EXERCISE DESCRIPTION.
Pick out every line in the entries below that contains the word "ceramic", and copy each one in full.

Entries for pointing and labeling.
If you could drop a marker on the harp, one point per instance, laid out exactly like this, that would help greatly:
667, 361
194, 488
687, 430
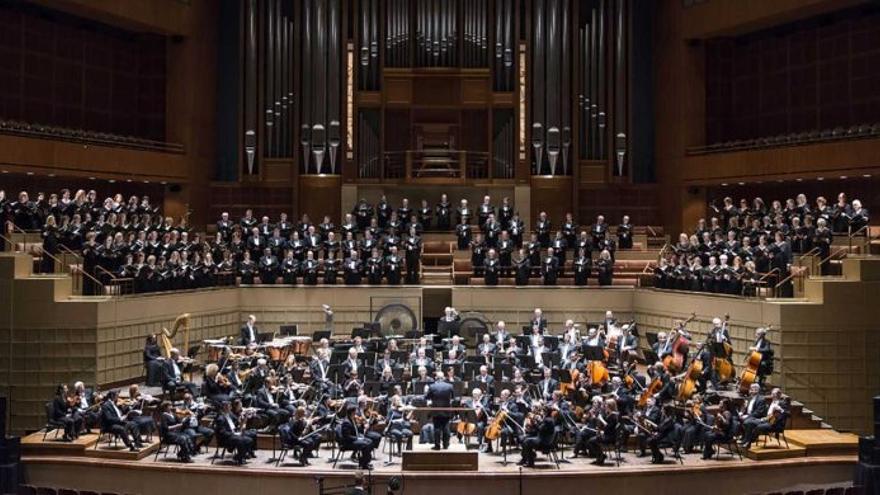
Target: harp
166, 336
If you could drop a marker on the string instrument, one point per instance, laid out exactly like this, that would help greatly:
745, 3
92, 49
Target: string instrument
674, 362
570, 387
722, 364
749, 374
598, 373
654, 387
689, 385
493, 431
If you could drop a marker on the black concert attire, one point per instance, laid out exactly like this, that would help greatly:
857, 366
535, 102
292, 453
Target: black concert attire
440, 394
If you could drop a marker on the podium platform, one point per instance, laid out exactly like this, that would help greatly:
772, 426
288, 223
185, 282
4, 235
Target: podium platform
457, 458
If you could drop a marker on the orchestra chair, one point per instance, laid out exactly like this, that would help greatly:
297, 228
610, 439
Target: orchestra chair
551, 450
114, 438
51, 424
164, 448
341, 446
296, 449
220, 451
730, 445
777, 430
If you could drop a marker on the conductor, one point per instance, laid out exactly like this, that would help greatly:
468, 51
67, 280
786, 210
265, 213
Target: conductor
440, 394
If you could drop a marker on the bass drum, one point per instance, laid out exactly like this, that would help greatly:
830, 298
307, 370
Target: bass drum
473, 325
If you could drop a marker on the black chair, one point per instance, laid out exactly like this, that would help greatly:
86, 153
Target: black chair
114, 438
777, 430
341, 446
551, 450
51, 424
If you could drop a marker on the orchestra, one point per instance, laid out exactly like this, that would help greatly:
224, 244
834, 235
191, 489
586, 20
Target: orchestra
594, 390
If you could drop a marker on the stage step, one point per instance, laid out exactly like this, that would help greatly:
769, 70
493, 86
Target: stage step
457, 458
34, 444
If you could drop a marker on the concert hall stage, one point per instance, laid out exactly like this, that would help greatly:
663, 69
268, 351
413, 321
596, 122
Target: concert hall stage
726, 475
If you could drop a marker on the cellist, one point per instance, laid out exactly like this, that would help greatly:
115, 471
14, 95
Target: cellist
762, 345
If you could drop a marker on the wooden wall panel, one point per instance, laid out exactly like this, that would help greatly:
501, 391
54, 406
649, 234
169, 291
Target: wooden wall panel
553, 195
319, 196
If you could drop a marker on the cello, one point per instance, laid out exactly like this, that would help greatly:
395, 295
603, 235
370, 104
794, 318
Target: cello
722, 364
674, 362
749, 373
689, 385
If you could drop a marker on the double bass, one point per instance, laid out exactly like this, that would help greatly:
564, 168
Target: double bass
722, 364
674, 362
749, 373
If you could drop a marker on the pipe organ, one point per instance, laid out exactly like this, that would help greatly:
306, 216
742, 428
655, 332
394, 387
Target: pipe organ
321, 81
436, 64
268, 81
603, 79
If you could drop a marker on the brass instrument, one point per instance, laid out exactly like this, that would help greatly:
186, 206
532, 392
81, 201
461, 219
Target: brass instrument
166, 336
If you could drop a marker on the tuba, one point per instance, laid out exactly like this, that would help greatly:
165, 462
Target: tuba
166, 336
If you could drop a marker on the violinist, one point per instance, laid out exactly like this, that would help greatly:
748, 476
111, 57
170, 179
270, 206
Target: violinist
724, 428
64, 413
399, 425
647, 421
295, 433
479, 404
118, 423
548, 384
762, 345
776, 412
607, 434
351, 435
264, 400
231, 436
540, 430
86, 405
668, 432
191, 413
172, 431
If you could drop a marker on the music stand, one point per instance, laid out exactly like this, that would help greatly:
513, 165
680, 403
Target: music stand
448, 328
502, 371
471, 369
363, 333
593, 352
550, 359
372, 388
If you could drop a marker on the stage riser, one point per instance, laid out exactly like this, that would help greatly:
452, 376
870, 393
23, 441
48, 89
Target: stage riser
173, 478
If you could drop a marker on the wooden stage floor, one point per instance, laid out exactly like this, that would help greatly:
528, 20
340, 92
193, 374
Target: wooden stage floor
727, 474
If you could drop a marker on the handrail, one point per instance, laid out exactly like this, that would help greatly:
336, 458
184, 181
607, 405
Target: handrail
61, 264
852, 235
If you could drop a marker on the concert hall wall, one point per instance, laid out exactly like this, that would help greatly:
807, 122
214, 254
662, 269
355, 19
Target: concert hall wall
820, 73
74, 73
824, 347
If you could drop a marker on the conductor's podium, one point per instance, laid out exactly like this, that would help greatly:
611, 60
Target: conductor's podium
456, 458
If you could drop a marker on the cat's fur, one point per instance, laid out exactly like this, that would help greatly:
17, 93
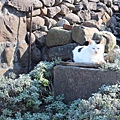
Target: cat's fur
93, 53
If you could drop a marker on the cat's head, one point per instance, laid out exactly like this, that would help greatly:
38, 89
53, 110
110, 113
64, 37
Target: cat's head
96, 48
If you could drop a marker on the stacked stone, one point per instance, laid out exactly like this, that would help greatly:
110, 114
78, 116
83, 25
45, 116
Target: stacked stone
57, 27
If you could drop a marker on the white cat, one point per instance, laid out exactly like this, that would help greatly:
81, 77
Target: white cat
93, 53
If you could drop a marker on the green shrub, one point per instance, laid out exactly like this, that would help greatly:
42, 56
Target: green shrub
29, 97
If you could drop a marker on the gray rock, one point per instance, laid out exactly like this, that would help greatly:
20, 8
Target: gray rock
37, 22
63, 52
35, 55
24, 6
52, 11
61, 22
57, 2
9, 55
11, 22
72, 18
40, 38
80, 83
108, 37
58, 36
22, 54
91, 23
80, 34
48, 3
84, 15
34, 13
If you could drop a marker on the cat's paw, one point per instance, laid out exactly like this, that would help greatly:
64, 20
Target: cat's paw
101, 62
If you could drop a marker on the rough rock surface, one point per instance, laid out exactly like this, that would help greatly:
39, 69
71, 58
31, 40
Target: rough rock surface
79, 82
47, 18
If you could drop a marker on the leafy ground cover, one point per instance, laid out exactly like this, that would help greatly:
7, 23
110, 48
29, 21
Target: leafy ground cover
30, 97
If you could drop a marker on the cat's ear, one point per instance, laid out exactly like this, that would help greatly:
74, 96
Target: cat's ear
90, 41
103, 42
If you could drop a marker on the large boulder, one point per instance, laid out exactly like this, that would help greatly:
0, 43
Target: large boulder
80, 83
58, 36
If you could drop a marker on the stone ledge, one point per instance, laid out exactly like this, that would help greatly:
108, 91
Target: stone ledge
79, 82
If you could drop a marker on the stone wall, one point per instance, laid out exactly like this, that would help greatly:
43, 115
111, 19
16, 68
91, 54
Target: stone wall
57, 27
80, 82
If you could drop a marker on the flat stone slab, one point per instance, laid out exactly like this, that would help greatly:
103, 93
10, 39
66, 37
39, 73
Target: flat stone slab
79, 82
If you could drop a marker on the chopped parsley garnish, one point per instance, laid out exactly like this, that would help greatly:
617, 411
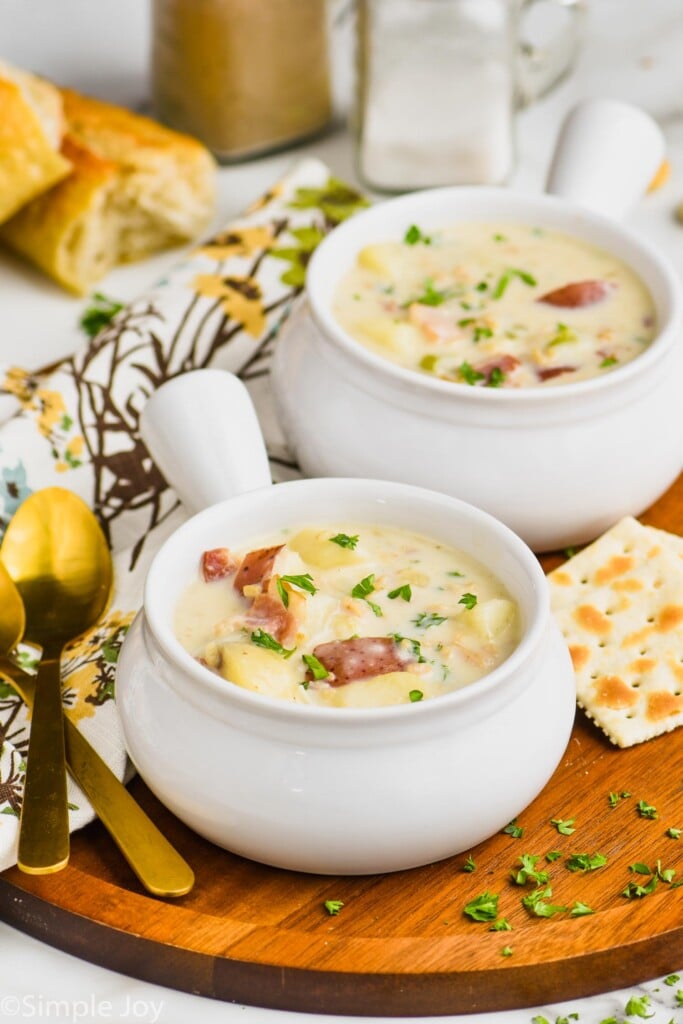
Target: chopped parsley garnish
100, 312
563, 827
646, 810
586, 861
483, 907
505, 280
581, 909
666, 873
416, 646
428, 363
344, 541
563, 336
513, 829
528, 872
316, 668
469, 374
638, 1007
496, 378
304, 582
635, 891
482, 332
414, 235
431, 296
364, 589
537, 903
263, 639
427, 619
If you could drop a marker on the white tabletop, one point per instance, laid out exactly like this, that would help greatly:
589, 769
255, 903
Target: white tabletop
633, 51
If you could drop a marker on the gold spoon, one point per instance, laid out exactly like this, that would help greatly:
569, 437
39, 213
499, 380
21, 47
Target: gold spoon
56, 554
12, 614
159, 866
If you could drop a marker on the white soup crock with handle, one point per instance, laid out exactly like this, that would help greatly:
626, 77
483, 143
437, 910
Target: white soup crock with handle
558, 464
328, 790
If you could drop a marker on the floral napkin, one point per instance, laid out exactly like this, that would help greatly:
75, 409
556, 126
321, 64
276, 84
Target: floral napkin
77, 428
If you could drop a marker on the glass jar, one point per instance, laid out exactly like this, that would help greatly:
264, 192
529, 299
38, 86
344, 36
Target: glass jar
243, 76
438, 83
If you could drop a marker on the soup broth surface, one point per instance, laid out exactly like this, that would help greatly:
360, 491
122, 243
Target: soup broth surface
347, 615
496, 305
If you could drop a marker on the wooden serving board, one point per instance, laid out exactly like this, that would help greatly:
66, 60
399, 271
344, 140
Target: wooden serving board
400, 944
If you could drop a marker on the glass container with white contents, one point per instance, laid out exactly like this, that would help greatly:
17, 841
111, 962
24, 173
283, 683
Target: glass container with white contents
438, 85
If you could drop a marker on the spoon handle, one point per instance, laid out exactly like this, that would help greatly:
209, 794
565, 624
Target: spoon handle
43, 844
159, 866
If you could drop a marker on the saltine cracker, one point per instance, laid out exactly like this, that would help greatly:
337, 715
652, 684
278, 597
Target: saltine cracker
620, 605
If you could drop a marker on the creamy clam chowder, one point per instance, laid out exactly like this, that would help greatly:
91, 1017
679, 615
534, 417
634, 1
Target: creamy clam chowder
496, 305
347, 615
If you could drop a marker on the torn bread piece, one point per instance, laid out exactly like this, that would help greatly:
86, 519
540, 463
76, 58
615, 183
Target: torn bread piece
620, 606
136, 187
31, 130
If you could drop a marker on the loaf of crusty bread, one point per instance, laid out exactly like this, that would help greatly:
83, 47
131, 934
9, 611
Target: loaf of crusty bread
135, 187
31, 128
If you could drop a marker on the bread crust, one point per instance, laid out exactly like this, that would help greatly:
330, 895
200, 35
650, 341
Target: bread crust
30, 161
135, 187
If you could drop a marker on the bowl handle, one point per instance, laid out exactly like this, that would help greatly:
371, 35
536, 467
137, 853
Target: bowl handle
606, 155
203, 432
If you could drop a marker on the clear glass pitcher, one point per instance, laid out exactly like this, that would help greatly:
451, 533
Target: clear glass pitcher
438, 85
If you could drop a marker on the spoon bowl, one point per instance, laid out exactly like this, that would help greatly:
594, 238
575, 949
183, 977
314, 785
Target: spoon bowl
56, 554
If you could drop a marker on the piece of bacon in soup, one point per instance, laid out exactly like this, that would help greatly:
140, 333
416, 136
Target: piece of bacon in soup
218, 563
360, 657
256, 566
268, 613
578, 294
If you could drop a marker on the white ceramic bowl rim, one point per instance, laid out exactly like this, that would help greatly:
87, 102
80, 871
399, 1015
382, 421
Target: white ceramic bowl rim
273, 708
335, 333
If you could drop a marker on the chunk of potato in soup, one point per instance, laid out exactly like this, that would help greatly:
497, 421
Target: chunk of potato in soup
496, 305
347, 615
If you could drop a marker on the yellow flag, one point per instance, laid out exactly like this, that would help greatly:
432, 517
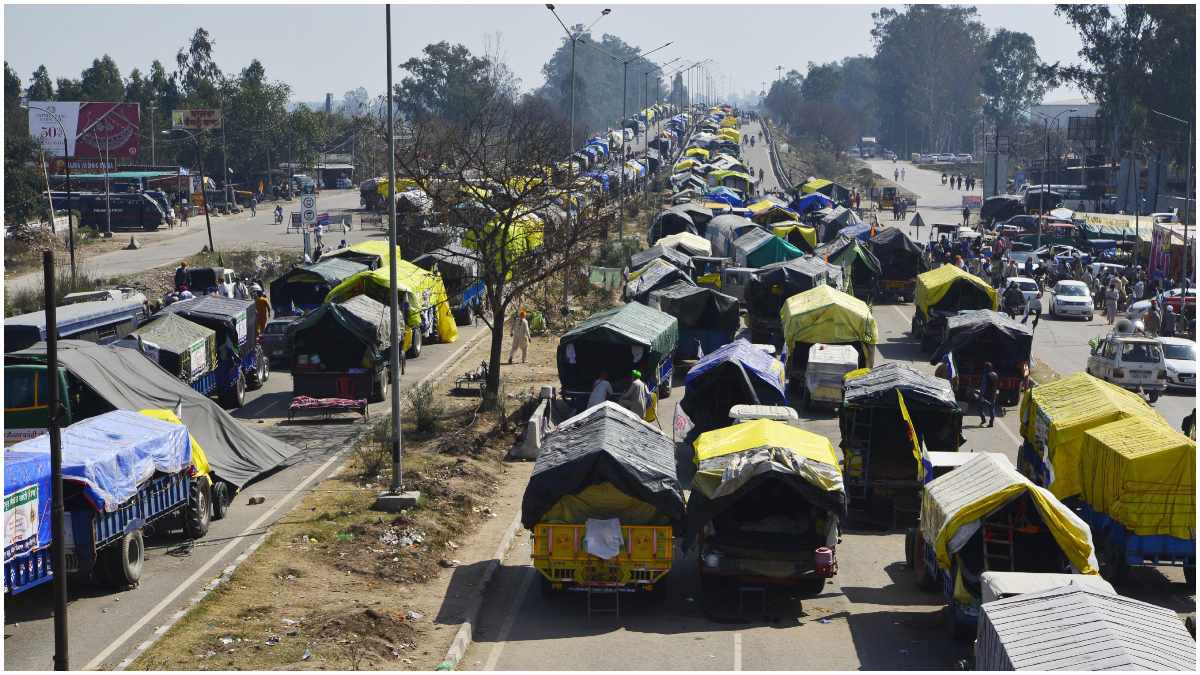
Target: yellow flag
912, 438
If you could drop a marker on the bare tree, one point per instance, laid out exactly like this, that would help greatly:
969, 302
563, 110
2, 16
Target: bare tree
498, 177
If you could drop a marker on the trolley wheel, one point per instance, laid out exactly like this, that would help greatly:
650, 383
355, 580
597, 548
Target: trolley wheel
197, 514
220, 501
120, 565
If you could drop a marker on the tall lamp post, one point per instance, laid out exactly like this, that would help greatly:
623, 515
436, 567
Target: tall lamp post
1187, 193
1045, 167
66, 165
574, 37
204, 193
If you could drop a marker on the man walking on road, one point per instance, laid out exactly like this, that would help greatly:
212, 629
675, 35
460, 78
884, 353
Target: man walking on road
989, 387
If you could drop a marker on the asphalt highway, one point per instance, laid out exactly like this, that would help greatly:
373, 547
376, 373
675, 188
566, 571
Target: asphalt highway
106, 627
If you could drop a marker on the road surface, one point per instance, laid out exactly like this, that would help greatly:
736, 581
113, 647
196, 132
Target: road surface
107, 626
870, 616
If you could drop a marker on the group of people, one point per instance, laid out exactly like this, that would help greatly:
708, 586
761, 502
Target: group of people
958, 180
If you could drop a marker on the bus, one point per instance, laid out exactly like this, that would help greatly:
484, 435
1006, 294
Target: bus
130, 210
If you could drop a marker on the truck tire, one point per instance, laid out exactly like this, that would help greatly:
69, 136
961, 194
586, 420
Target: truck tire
220, 500
198, 513
414, 350
235, 396
124, 560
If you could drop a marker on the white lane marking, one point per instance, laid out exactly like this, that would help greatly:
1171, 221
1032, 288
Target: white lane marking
203, 569
507, 628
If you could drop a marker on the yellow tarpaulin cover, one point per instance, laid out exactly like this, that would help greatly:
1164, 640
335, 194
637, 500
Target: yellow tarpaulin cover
603, 501
419, 287
808, 233
199, 460
827, 316
1141, 473
1055, 416
983, 485
765, 432
814, 185
935, 284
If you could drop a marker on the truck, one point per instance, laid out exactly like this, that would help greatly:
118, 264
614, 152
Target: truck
123, 471
95, 321
240, 362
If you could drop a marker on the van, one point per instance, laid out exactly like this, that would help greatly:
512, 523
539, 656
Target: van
1131, 362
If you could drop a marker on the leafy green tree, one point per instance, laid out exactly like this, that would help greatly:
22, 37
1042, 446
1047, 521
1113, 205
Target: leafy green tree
1012, 77
447, 82
1137, 58
41, 88
22, 178
102, 81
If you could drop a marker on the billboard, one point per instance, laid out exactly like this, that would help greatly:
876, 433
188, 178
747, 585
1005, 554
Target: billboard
197, 118
89, 129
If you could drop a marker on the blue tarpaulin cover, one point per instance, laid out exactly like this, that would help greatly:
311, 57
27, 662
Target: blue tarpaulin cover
751, 358
27, 503
114, 453
810, 203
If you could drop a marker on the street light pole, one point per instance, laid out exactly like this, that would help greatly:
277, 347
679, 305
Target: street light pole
204, 193
1187, 195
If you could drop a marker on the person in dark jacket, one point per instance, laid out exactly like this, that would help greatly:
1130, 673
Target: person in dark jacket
989, 389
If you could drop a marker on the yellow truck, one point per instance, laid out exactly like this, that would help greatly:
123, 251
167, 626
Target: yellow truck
603, 513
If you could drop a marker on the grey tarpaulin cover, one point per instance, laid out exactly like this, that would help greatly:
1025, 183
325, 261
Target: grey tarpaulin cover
658, 274
671, 221
361, 316
605, 443
985, 330
642, 258
177, 339
724, 230
1078, 628
900, 258
130, 381
697, 308
921, 392
227, 316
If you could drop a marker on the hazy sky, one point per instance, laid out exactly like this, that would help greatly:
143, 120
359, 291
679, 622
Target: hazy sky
318, 48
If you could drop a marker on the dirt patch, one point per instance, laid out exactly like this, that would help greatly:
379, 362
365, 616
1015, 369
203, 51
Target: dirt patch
340, 586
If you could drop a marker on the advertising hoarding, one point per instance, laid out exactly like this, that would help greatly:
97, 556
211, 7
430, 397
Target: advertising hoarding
91, 129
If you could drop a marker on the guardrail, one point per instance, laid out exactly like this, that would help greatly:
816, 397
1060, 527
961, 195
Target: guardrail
775, 163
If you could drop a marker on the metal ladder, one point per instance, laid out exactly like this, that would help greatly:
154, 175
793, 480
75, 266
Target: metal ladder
861, 446
997, 544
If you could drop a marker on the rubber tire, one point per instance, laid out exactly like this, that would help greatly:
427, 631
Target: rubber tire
121, 572
235, 398
924, 578
220, 501
414, 350
198, 512
810, 587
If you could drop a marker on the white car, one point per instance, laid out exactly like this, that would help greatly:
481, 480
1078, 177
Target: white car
1181, 362
1131, 362
1072, 298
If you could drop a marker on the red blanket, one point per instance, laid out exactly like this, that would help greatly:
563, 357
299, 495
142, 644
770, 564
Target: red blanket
309, 402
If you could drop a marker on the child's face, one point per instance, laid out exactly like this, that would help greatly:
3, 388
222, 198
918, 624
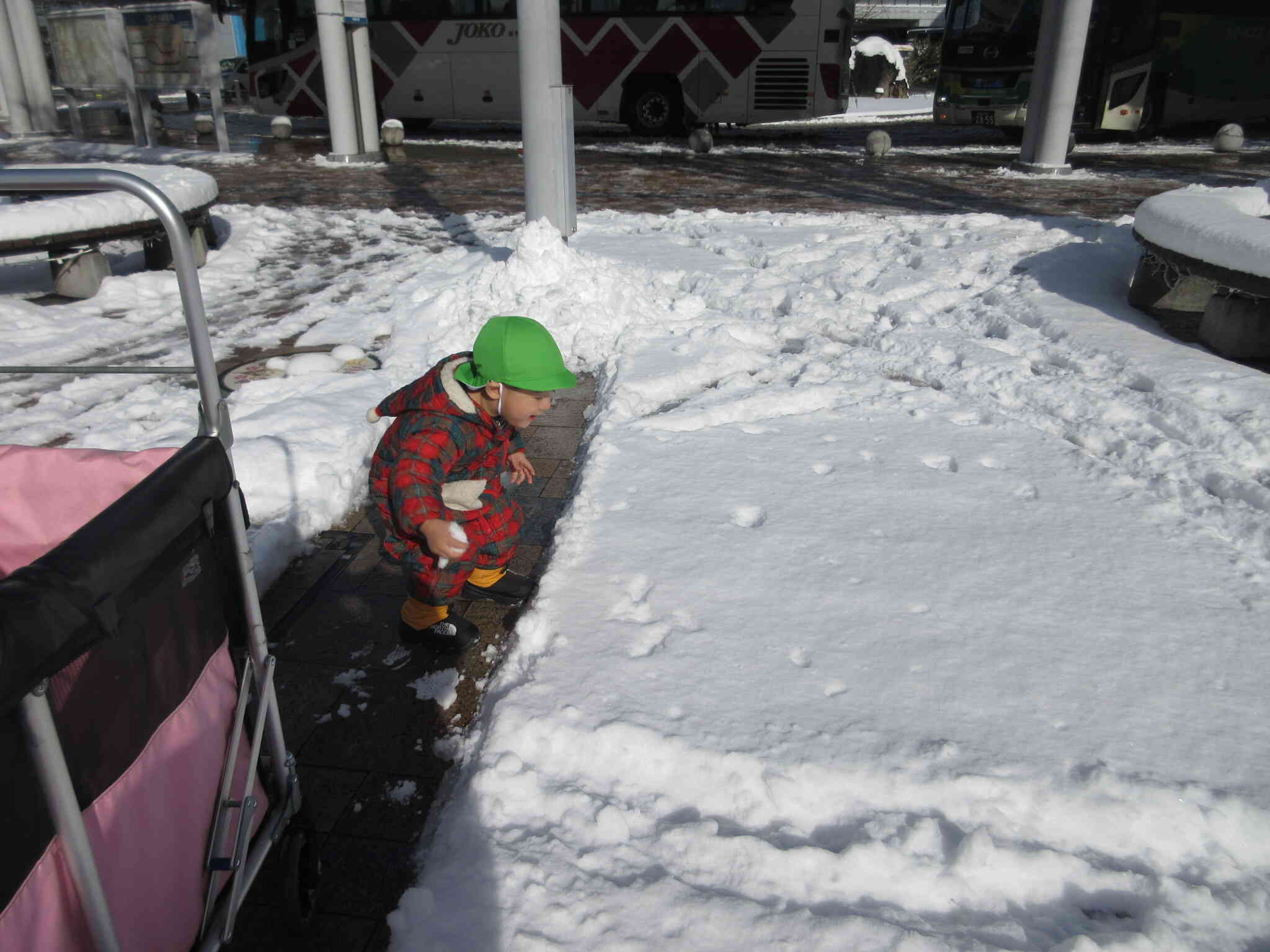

THE ANSWER.
If you could drop a marker on the white ceramic bowl rim, one point per instance, laid out exactly like this, that would help greatly:
Target: white ceramic bowl rim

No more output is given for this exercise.